Seu olhar para os modelos vai além da estética: há técnica, empatia e um compromisso emocional muito forte. Como você lida com a responsabilidade de ser “a família” dessas pessoas em uma cidade tão intensa como São Paulo?

Essa responsabilidade não é leve, mas é o que dá sentido ao meu trabalho. Quando alguém chega aqui, vindo do interior, da periferia, com os olhos brilhando e o coração apertado, eu lembro de mim mesma. Então, eu faço questão de ser esse colo, essa base. Ser a família deles é cuidar, é estar presente, é ensinar mais do que passarela — é ensinar a caminhar com autoestima. Porque ninguém brilha se não tiver chão para pisar.

Verenna Marques
Verenna Marques

Você fala com orgulho que “o Vivaldo deixou o caminho andado e a Verenna chegou pra assumir”. Como foi viver sua transição em um meio ainda tão conservador como o da moda, e o que mudou no seu trabalho e na sua visão de mundo depois disso?

Foi um renascimento. Minha transição veio depois dos 24, quando minha carreira já tinha dado frutos. Eu sabia que seria desafiador, que muita gente talvez virasse o rosto. Mas eu precisava me ver de verdade. Quando a Verenna chegou, tudo ficou mais claro: a autoestima veio, a força se multiplicou. E, ao mesmo tempo, eu entendi o quanto ainda somos poucas com essa chance. A moda é cheia de beleza, mas precisa de mais verdade. E a minha existência é uma afirmação disso todos os dias.

Beleza com axé — presença, verdade e energia — é como você define o que realmente importa no mundo da moda. Na prática, o que você busca numa pessoa quando a vê pela primeira vez e pensa: “essa pessoa tem algo”?

========

**ENUNCIADO**
Reescreva o trecho da entrevista começando em "Seu olhar para" e seguindo até "como São Paulo?", substituindo "empatia" por "sensibilidade".

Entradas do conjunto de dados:
========

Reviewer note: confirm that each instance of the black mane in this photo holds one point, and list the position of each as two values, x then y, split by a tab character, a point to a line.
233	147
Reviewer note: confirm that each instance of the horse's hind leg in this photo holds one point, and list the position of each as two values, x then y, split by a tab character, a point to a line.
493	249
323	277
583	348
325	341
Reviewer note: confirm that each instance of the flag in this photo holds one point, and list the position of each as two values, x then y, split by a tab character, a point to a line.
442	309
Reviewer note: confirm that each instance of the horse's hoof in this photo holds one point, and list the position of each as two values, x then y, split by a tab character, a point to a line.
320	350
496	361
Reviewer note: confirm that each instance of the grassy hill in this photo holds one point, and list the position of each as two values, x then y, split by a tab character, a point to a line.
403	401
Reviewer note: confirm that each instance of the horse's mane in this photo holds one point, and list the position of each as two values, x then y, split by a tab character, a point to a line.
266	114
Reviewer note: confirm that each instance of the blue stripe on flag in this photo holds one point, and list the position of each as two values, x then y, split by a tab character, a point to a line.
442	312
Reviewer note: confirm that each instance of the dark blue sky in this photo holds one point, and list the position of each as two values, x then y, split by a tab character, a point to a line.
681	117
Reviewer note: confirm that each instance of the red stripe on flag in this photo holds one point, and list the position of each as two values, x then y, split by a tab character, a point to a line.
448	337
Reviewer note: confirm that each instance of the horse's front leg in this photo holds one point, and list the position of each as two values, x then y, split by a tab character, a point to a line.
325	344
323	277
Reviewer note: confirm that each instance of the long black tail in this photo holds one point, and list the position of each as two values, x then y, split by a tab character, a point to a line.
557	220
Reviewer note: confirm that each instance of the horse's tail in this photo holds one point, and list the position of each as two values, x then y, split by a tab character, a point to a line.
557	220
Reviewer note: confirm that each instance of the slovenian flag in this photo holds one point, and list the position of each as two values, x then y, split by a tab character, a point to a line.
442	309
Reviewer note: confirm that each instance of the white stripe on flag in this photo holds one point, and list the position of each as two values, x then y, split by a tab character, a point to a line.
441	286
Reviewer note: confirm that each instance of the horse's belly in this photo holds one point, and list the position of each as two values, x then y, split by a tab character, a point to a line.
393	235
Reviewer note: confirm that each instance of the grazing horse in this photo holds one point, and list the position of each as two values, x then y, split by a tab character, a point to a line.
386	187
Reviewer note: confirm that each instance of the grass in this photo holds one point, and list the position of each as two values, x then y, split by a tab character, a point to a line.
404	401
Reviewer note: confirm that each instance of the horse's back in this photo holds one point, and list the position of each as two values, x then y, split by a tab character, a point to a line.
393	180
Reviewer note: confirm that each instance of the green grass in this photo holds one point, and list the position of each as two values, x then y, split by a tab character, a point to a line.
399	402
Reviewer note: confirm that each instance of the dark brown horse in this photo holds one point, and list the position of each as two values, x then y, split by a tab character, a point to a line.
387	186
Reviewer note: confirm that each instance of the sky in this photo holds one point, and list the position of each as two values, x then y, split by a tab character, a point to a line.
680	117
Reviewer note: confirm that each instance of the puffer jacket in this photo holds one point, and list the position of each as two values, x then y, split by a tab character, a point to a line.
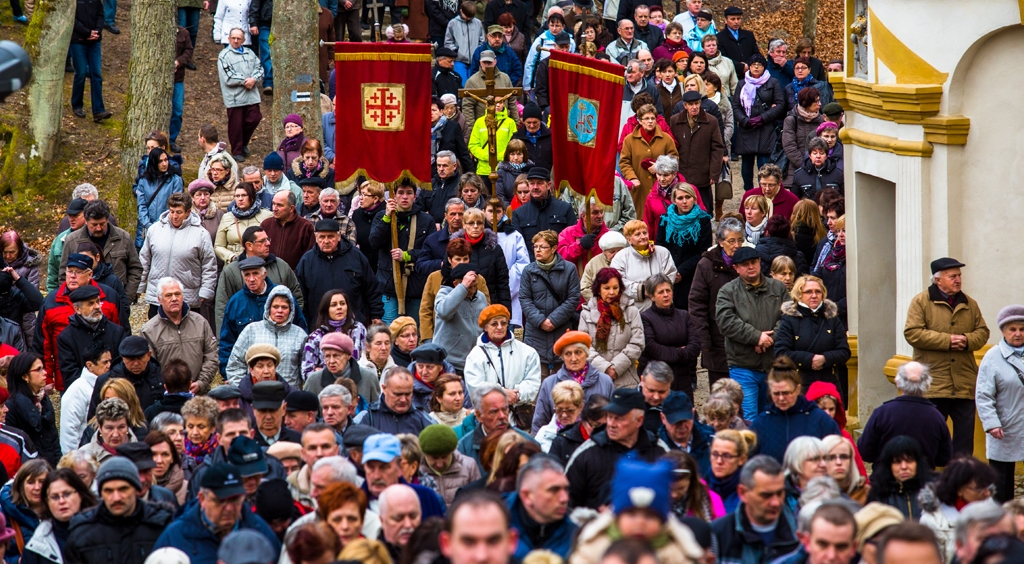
636	268
769	103
802	334
462	471
595	382
771	247
548	295
487	258
151	197
941	519
930	320
228	244
184	253
742	312
512	365
235	68
775	428
626	341
596	536
223	191
796	132
192	340
288	337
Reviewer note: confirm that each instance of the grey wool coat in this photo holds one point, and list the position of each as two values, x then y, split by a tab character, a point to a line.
999	397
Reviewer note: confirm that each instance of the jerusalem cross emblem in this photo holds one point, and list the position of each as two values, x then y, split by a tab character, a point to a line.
384	106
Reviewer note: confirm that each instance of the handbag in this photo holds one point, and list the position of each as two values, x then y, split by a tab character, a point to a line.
723	189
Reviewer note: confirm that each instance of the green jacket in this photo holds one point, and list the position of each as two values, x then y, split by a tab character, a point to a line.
742	312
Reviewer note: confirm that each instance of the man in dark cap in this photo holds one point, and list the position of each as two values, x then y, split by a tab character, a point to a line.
86	327
140	454
334	263
124	527
409	247
268	404
698	141
543	212
542	94
748	310
138	367
301	409
445	80
734	42
253	284
220	511
945	327
537	136
247	456
57	309
227	397
593	465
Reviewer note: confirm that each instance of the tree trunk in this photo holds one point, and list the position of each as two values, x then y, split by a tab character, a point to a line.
33	149
151	84
295	50
810	18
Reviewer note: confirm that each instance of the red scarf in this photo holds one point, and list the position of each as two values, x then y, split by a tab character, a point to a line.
608	312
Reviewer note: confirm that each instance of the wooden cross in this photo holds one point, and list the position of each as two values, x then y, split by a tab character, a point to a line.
374	5
489	96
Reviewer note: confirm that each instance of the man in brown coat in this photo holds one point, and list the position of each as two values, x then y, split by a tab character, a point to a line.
945	327
698	140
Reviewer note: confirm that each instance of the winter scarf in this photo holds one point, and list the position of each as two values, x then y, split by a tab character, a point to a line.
682	228
837	258
750	90
292	144
799	85
754	231
247	214
199	452
608	312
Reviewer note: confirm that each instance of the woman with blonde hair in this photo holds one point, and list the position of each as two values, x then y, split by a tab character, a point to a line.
841	461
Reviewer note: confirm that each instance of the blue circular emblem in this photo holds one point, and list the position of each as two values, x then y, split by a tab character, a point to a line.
583	121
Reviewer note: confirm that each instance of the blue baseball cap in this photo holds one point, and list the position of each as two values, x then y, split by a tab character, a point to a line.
382	447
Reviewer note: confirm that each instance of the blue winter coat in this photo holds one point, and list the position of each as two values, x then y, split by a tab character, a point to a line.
559	543
244	308
188	534
775	428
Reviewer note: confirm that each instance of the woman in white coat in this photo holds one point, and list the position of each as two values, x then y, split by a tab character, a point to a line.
641	260
499	358
516	257
999	396
230	14
615	329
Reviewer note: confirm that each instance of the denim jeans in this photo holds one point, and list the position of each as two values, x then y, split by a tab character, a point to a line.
177	105
110	10
755	388
188	18
87	57
264	56
391	309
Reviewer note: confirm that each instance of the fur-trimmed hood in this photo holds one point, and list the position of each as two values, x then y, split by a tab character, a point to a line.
792	308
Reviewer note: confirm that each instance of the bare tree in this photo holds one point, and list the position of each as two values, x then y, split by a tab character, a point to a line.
31	153
151	83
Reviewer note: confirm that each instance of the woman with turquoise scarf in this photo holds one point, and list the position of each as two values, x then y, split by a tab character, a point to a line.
685	230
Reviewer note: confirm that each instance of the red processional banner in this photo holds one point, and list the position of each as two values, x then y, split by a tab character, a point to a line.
586	99
382	113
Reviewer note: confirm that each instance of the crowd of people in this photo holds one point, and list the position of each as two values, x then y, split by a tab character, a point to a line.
492	372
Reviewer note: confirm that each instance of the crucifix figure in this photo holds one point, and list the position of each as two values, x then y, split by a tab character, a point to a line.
373	6
491	96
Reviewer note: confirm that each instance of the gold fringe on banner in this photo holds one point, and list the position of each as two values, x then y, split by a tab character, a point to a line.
585	71
382	56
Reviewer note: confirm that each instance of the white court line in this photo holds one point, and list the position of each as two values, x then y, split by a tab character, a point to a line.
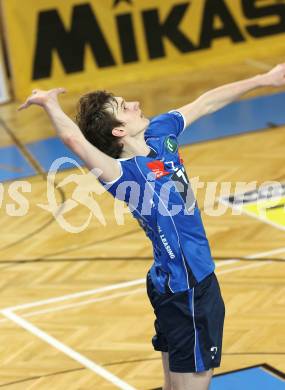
251	214
94	291
8	313
82	303
108	297
226	271
78	294
258	64
67	350
130	292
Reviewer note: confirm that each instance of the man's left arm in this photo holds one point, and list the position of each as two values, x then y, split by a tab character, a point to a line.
217	98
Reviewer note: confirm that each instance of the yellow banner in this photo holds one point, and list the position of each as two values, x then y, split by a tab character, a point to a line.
82	45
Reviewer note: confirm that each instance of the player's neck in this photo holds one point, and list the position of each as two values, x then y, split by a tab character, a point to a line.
135	146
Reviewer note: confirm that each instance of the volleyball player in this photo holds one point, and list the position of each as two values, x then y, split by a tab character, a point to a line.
114	136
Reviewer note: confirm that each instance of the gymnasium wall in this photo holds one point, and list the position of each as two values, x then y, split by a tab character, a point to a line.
87	44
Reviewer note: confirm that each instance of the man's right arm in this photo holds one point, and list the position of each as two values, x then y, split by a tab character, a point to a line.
72	136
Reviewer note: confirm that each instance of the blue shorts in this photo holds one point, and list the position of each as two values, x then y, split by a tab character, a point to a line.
189	325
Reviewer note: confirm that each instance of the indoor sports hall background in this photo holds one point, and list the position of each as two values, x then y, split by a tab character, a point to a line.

========

**SOLUÇÃO**
Seu olhar para os modelos vai além da estética: há técnica, sensibilidade e um compromisso emocional muito forte. Como você lida com a responsabilidade de ser “a família” dessas pessoas em uma cidade tão intensa como São Paulo?